Reading text:
--------

COURT OF APPEALS OF MICHIGAN


July 7, 1995

THOMAS A. FISCHER, AND DONNA J. FISCHER, PLAINTIFFS-APPELLEES,
v.
CHEZ AMI LANES, AND SCALICI DEVELOPMENT CO., JOINTLY AND SEVERALLY, DEFENDANTS-APPELLANTS.

Before: McDonald, P.j., and Connor and P.h. Chamberlain,* JJ.

The opinion of the court was delivered by: Connor

CONNOR, J.

Defendants appeal as of right from the trial court's order denying their motion for sanctions pursuant to MCR 2.405. On appeal, defendants claim that the amount of plaintiffs' setoff, *fn1 like plaintiffs' comparative negligence, *fn2 must be deducted in computing the adjusted verdict amount for purposes of offer of judgment sanctions. We affirm.

The jury verdict awarded plaintiffs an amount that exceeded the average offer. Nevertheless, defendants argue that they should have been awarded sanctions pursuant to MCR 2.405 because, after deducting the $30,000 setoff, the final judgment of $27,512.53 was less than the average offer. The trial court, in denying defendants' motion for sanctions, ruled that the plain language of the court rule reflects an intention by the drafters to use the verdict only, not the final judgment, as the basis for sanctions. We agree.

--------

Records supplied:
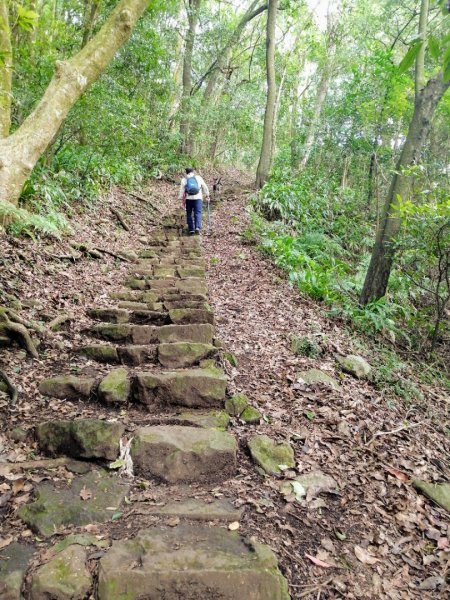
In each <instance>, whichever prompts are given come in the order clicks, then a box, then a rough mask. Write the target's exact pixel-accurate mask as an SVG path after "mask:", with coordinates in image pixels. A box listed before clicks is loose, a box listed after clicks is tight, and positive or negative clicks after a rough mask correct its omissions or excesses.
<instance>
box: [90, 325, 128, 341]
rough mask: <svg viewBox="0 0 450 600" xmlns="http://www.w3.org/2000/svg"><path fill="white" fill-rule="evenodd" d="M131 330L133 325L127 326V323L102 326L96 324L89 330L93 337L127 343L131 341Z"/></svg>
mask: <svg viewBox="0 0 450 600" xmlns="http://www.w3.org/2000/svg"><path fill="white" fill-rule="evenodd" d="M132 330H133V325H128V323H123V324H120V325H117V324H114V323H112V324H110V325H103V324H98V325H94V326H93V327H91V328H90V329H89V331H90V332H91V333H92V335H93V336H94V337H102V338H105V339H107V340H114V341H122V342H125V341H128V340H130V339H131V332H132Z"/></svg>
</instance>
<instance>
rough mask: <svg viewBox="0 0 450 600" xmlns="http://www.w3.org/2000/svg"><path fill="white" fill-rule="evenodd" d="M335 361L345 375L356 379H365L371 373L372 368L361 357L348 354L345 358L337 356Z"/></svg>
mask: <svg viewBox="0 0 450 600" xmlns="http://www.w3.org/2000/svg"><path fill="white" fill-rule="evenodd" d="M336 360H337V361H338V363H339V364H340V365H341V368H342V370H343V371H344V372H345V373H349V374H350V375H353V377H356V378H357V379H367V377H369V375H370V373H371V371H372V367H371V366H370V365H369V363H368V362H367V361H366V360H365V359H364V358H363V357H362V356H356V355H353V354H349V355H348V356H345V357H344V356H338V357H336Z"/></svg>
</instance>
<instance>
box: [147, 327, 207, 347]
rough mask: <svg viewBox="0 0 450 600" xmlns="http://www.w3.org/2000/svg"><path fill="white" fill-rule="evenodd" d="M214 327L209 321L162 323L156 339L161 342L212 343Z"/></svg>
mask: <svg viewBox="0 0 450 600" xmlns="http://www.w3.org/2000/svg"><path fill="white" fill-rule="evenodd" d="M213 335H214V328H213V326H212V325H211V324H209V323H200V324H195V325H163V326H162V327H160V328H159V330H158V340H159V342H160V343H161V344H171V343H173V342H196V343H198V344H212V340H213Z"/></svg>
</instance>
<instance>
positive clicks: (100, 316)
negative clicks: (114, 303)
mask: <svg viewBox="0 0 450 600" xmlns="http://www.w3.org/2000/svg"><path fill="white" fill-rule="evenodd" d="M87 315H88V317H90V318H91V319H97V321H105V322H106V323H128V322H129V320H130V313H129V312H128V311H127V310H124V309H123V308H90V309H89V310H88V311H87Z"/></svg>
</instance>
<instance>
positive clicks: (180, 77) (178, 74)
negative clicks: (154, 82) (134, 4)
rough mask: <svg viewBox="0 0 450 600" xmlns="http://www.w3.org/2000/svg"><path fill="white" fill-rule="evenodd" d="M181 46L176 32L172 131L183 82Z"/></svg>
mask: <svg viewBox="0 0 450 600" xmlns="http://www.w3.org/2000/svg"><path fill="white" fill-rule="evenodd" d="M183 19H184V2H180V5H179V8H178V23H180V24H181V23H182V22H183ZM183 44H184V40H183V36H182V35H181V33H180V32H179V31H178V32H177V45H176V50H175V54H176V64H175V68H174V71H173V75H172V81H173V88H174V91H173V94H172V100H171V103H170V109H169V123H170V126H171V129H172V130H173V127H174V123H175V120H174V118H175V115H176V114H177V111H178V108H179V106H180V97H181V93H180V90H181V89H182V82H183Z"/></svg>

--------

Apply what you read:
1 > In the court opinion, what was the amount of the setoff?
2 > According to the court opinion, why did the trial court deny the defendants' motion for sanctions? Answer in one to three sentences.
3 > How would you translate this sentence from the court opinion into Spanish: "The jury verdict awarded plaintiffs an amount that exceeded the average offer."
The rows are not needed here.

Task solutions:
1 > $30,000.

2 > The trial court ruled that the plain language of the court rule shows the drafters intended the verdict alone, not the final judgment, to be the basis for sanctions. The jury verdict exceeded the average offer, so the defendants were not entitled to sanctions.

3 > El veredicto del jurado otorgó a los demandantes una cantidad que superaba la oferta promedio.